▶ **YOUR OBJECTIVE**
Lines from the one containing "# each instance" through the last one in the data below: write them out word for word, and only them.

▶ **RECORDS FOR THE TASK**
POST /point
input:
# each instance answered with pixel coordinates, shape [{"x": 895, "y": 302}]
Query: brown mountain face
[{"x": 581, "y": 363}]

▶ **RESPONSE FOR THIS EXERCISE**
# each instance answered with pixel coordinates, shape [{"x": 895, "y": 302}]
Query: brown mountain face
[{"x": 581, "y": 363}]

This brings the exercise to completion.